*Request:*
Print all records exactly, leaving nothing out.

Coordinate annotation records:
** start **

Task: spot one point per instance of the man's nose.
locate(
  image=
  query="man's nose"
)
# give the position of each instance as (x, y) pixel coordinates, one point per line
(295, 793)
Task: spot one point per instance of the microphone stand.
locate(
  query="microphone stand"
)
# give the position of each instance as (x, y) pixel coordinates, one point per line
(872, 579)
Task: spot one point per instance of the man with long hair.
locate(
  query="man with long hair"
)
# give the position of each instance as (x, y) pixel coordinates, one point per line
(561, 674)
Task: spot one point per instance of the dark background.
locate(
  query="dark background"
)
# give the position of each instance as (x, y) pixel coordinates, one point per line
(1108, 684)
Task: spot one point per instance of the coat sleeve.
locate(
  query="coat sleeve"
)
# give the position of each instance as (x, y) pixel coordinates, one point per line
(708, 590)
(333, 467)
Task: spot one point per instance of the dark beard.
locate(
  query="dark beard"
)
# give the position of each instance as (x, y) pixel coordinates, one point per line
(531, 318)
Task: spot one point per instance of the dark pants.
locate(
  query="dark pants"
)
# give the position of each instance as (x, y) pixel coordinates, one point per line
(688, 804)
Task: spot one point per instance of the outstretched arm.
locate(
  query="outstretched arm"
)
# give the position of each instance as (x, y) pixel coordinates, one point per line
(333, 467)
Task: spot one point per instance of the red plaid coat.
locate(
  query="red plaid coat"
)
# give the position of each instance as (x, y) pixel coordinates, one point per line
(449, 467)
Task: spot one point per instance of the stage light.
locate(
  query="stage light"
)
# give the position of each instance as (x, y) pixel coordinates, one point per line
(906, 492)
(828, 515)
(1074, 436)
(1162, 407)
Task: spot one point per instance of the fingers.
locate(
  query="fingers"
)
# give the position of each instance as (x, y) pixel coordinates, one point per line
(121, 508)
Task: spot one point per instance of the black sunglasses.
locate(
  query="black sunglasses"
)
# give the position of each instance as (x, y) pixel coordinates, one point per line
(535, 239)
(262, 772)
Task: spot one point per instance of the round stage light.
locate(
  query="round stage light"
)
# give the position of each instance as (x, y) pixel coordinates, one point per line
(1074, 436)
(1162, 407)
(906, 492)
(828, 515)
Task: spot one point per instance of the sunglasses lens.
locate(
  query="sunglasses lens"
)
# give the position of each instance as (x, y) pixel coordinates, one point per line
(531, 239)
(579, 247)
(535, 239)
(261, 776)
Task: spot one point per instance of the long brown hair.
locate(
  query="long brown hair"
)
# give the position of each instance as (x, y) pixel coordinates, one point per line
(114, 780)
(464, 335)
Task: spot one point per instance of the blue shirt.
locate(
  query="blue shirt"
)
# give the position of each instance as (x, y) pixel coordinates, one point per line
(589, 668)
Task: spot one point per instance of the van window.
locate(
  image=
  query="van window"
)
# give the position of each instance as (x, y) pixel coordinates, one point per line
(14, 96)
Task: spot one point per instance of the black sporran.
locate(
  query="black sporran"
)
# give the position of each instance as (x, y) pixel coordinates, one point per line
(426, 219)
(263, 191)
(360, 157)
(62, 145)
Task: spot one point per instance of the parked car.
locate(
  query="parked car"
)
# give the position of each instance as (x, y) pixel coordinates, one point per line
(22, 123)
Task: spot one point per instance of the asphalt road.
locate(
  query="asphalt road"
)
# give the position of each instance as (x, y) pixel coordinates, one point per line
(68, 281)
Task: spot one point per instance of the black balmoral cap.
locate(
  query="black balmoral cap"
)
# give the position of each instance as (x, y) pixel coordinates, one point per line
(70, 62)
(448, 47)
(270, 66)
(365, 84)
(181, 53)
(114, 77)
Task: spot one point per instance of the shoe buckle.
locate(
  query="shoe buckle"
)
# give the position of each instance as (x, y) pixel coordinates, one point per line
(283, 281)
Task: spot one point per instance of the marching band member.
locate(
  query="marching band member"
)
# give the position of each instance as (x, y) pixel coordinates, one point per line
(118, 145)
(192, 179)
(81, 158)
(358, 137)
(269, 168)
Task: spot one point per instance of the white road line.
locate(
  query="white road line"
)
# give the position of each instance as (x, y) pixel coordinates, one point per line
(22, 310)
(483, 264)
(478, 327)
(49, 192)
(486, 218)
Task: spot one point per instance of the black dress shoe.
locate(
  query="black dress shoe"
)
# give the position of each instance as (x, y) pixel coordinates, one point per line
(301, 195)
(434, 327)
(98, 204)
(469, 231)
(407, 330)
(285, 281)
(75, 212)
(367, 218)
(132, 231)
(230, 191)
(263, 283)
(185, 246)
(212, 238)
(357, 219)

** end **

*Reply to the exercise:*
Task: spot one point per instance of the man's nose.
locate(
  image=
  query="man's nose"
)
# give the position of each instance as (x, y) pixel coordinates, one point per line
(295, 793)
Task: spot one point per instance of the microphone stand.
locate(
  query="microphone stand"
)
# give the position of each instance as (x, y) pixel coordinates, one point per line
(872, 579)
Task: spot one point per instance of the man with long hair.
locate(
  query="man with long hair"
)
# give the position of each instance as (x, y) pixel coordinates, one point per line
(561, 674)
Task: spot one point per instance of the dark background.
locate(
  query="dark background"
)
# give the position of each instance as (x, y) pixel coordinates, one point per line
(1108, 684)
Task: spot one point per instance of the coat sleeve.
locate(
  query="coat sleeve"
)
# give the position of each instance as (x, y) pixel coordinates, one point per line
(708, 590)
(333, 467)
Task: spot one point per instance of the dark beard.
locate(
  query="dark beard"
)
# give the position of each instance as (x, y) pixel coordinates, one point per line
(531, 318)
Task: spot one point per instance of the dark pants.
locate(
  query="dark pants"
)
# give the position of each instance as (x, y) pixel coordinates, one point per line
(688, 804)
Task: spot one point per instance of the outstretched arm.
locate(
  query="outstretched arm"
)
# give the position of each instance as (x, y) pixel coordinates, one point per line
(333, 467)
Task: spot one point per instance of the red plaid coat.
locate(
  query="red plaid coat"
)
# give the position of each instance as (x, y) pixel coordinates, one point per line
(449, 467)
Task: spot one point per instance of the stage light.
locate(
  query="stage light"
)
# give the position of each instance as (x, y) pixel coordinates, one point per line
(906, 492)
(828, 515)
(1074, 436)
(1162, 407)
Task: spot one point per instance of the fingers.
locate(
  query="fingers"
)
# give the position of each instance as (x, y) pixel coordinates, one point per line
(121, 508)
Task: spot one point per instance of the black sunglasses.
locate(
  query="black sunglasses"
)
# give the position of each instance as (x, y) pixel coordinates, one point per line
(535, 239)
(262, 772)
Task: spot one point per instance of the round stage light.
locate(
  query="round stage light"
)
# give the position of each instance as (x, y) pixel coordinates, one point per line
(1074, 436)
(1162, 407)
(906, 492)
(828, 515)
Task: spot one point per instance of the sunglasses lens.
locate(
  query="sunglasses lens"
)
# give the position of each instance as (x, y) pixel coordinates, one point per line
(531, 239)
(579, 247)
(535, 239)
(261, 776)
Task: spot one point per instance of the long brown hair.
locate(
  query="long brown hair"
)
# give the position of each instance as (x, y) pixel coordinates, one point per line
(114, 780)
(464, 335)
Task: spot one point per instance of the blue shirt.
locate(
  query="blue shirt"
)
# give the position of each instance as (x, y) pixel coordinates, one point per line
(589, 668)
Task: spot one point per instance of the van window.
locate(
  image=
  query="van window"
)
# give the position of each instance as (x, y) pixel coordinates, one point per line
(14, 96)
Task: spot one point per instance of the black sporran.
locate(
  query="black sporran"
)
# give the position of each instance as (x, y) pixel coordinates, one point per line
(426, 219)
(263, 191)
(360, 157)
(62, 145)
Task: spot one point per instance of the parked car.
locate(
  query="parked car"
)
# give the position of each instance as (x, y) pixel coordinates, one point per line
(22, 123)
Task: spot one point per instance of the asphalt road.
locate(
  query="asphalt road"
)
# give the position of each instance as (x, y) pixel coordinates, one point per line
(68, 281)
Task: spot one point per instance of the black balmoral cap.
locate(
  query="black balmoral cap"
)
# give the position of each instance as (x, y) pixel coordinates, one point per line
(70, 62)
(448, 47)
(270, 66)
(365, 84)
(181, 53)
(114, 77)
Task: spot one point per instance of the shoe buckle.
locate(
  query="shoe buckle"
)
# give the position of each instance as (x, y) pixel coordinates, one point per line
(283, 281)
Task: spot one point per instance of the marching band member.
locate(
  query="marching band member"
)
# give the position of each instance as (x, y) pixel coordinates, one point per line
(118, 145)
(192, 179)
(81, 158)
(358, 137)
(269, 168)
Task: spot one point per instance of the white road line.
locate(
  query="white road line"
)
# give the position of each instance as (x, y) pixel coordinates, one point per line
(22, 310)
(483, 264)
(478, 327)
(49, 192)
(486, 218)
Task: spot one point per instance of the black dress shoe.
locate(
  query="black dress shoe"
)
# give the position of each instance as (x, y) pixel coordinates, one point per line
(301, 195)
(434, 327)
(98, 204)
(469, 231)
(407, 330)
(285, 281)
(75, 212)
(367, 218)
(132, 231)
(230, 191)
(263, 283)
(185, 246)
(212, 238)
(357, 219)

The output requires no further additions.